Brano fornito -
● ● ●

Il mio percorso è un po' differente da questi: io mi sono laureato in Ingegneria Civile, ho fatto l'ingegnere per diversi anni, e a un certo punto ho lasciato la vecchia professione per ricominciare da zero. Comunque sia, insomma, io per un po' di anni e con alti e bassi l'ingegnere civile l'ho fatto davvero, con tanto di corsi ed esami di abilitazione vari post laurea.

Se pensate che, prima di rimettermi a studiare, ero anche una sorta di scrittore con un libro pubblicato e troppi romanzi autoprodotti (nel senso che io volevo fortemente lavorare nell'editoria, e ho provato per molto tempo a farlo) mi sembra chiaro che - nel mio caso - ci sia stato un taglio forte con quella che potremmo chiamare la mia vita passata che, per molti altri che si trovano in una situazione simile alla mia di essere studenti passati i 30 anni, magari non c'è necessariamente stato.

Ovviamente non è che io sia impazzito da un giorno a un altro, puntando a caso un qualsiasi settore che mi allontanasse dalla mia noiosissima professione passata: essendo da tempo un volontario della Croce Rossa, da ingegnere/scrittore che ero ho avuto numerosi contatti con l'ambiente medico e con il soccorso, e mi sono reso conto con il passare del tempo che la medicina mi pareva più interessante di tante altre cose.

Anche il fatto che - come studente - abbia scelto il settore della medicina d'urgenza dove frequentare e fare la tesi, nasce chiaramente dal fatto che è con quel tipo di medicina che ho avuto spesso a che fare prima di decidere di cambiare strada. Ma se devo essere sincero (e onesto), io facevo e faccio ancora un pochino di volontariato, ma non posso certo dire che si tratti di un'attività che mi impegna per chissà quanto tempo o che riempia chissà che parte della mia vita.

● ● ●

Trascrivi senza modifiche il tratto del brano sul cambio di carriera compreso tra "Anche il fatto" e "della mia vita.", estremi inclusi. Le voci registrate non hanno alcun rapporto con il brano sul cambio di carriera.

(Dati registrati)
● ● ●

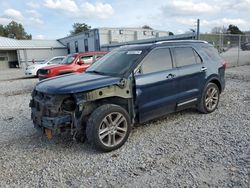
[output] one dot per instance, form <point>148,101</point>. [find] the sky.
<point>53,19</point>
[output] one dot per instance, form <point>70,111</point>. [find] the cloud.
<point>66,5</point>
<point>40,37</point>
<point>30,17</point>
<point>242,5</point>
<point>99,10</point>
<point>13,15</point>
<point>33,5</point>
<point>34,13</point>
<point>86,10</point>
<point>181,7</point>
<point>33,18</point>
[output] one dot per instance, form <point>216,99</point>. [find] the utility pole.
<point>198,29</point>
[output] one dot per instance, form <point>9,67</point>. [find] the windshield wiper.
<point>96,72</point>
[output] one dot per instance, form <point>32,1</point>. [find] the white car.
<point>32,70</point>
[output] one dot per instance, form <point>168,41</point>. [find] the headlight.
<point>69,104</point>
<point>31,68</point>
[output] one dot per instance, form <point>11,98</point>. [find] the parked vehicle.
<point>245,46</point>
<point>32,70</point>
<point>77,62</point>
<point>132,84</point>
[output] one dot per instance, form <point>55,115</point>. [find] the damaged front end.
<point>52,114</point>
<point>57,113</point>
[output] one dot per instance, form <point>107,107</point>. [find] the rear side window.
<point>212,53</point>
<point>157,60</point>
<point>186,56</point>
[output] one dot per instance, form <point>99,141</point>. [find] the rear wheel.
<point>210,99</point>
<point>108,127</point>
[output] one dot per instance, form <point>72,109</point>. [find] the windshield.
<point>68,59</point>
<point>43,62</point>
<point>116,63</point>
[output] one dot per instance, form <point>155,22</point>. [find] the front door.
<point>192,73</point>
<point>156,87</point>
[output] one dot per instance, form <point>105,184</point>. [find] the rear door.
<point>156,87</point>
<point>192,73</point>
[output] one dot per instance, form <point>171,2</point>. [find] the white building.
<point>22,52</point>
<point>94,39</point>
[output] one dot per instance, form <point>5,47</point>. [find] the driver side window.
<point>87,59</point>
<point>156,61</point>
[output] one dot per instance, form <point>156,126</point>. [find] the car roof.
<point>90,53</point>
<point>165,43</point>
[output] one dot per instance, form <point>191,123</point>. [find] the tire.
<point>210,99</point>
<point>102,129</point>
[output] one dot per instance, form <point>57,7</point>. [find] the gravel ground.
<point>182,149</point>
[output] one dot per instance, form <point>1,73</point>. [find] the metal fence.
<point>235,49</point>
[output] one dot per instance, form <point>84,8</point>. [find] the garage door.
<point>4,63</point>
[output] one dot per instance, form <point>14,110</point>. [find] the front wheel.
<point>210,99</point>
<point>108,127</point>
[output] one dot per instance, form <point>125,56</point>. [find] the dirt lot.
<point>181,149</point>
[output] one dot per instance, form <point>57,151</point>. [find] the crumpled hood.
<point>54,66</point>
<point>75,83</point>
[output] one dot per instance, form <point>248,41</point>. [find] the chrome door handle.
<point>170,76</point>
<point>203,68</point>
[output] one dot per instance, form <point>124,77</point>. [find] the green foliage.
<point>233,29</point>
<point>79,27</point>
<point>14,30</point>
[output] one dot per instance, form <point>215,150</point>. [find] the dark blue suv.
<point>132,84</point>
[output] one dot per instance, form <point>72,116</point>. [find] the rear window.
<point>212,53</point>
<point>184,56</point>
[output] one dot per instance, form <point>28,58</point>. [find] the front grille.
<point>43,71</point>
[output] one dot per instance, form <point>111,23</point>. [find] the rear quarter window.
<point>212,53</point>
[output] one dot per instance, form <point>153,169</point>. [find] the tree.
<point>14,30</point>
<point>79,27</point>
<point>147,27</point>
<point>233,29</point>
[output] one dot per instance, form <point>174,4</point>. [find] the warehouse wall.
<point>26,56</point>
<point>83,39</point>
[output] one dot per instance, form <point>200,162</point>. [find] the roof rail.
<point>177,41</point>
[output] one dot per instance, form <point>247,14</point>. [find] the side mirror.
<point>80,63</point>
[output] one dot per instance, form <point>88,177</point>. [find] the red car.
<point>77,62</point>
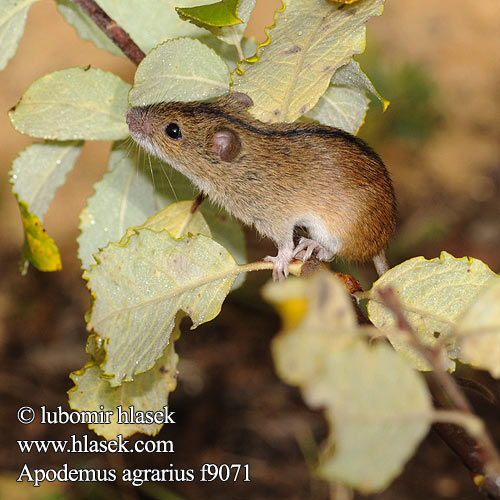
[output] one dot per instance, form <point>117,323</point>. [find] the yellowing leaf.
<point>38,248</point>
<point>377,406</point>
<point>179,70</point>
<point>12,20</point>
<point>434,295</point>
<point>379,409</point>
<point>178,220</point>
<point>478,331</point>
<point>223,13</point>
<point>138,288</point>
<point>310,41</point>
<point>72,104</point>
<point>147,393</point>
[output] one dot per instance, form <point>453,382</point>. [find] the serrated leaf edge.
<point>256,57</point>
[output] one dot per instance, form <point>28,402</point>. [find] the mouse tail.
<point>380,263</point>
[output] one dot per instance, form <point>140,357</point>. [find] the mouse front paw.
<point>280,269</point>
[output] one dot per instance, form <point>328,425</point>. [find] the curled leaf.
<point>147,393</point>
<point>377,406</point>
<point>140,285</point>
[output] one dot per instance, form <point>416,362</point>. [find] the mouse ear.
<point>227,144</point>
<point>235,100</point>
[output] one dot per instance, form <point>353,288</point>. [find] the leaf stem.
<point>114,31</point>
<point>479,454</point>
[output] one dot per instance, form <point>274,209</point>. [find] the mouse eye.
<point>173,131</point>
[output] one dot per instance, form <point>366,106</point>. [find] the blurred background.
<point>438,64</point>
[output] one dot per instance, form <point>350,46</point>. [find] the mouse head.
<point>183,132</point>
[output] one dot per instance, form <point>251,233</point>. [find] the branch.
<point>115,32</point>
<point>478,454</point>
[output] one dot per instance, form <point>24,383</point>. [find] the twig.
<point>478,454</point>
<point>114,31</point>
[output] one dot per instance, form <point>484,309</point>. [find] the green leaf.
<point>377,406</point>
<point>138,288</point>
<point>179,70</point>
<point>86,27</point>
<point>39,170</point>
<point>478,331</point>
<point>379,410</point>
<point>122,199</point>
<point>233,35</point>
<point>225,229</point>
<point>148,392</point>
<point>309,42</point>
<point>35,175</point>
<point>125,198</point>
<point>345,103</point>
<point>12,20</point>
<point>223,13</point>
<point>434,295</point>
<point>72,104</point>
<point>179,220</point>
<point>38,248</point>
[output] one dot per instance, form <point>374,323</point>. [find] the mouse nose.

● ● ●

Risposta scritta -
Anche il fatto che - come studente - abbia scelto il settore della medicina d'urgenza dove frequentare e fare la tesi, nasce chiaramente dal fatto che è con quel tipo di medicina che ho avuto spesso a che fare prima di decidere di cambiare strada. Ma se devo essere sincero (e onesto), io facevo e faccio ancora un pochino di volontariato, ma non posso certo dire che si tratti di un'attività che mi impegna per chissà quanto tempo o che riempia chissà che parte della mia vita.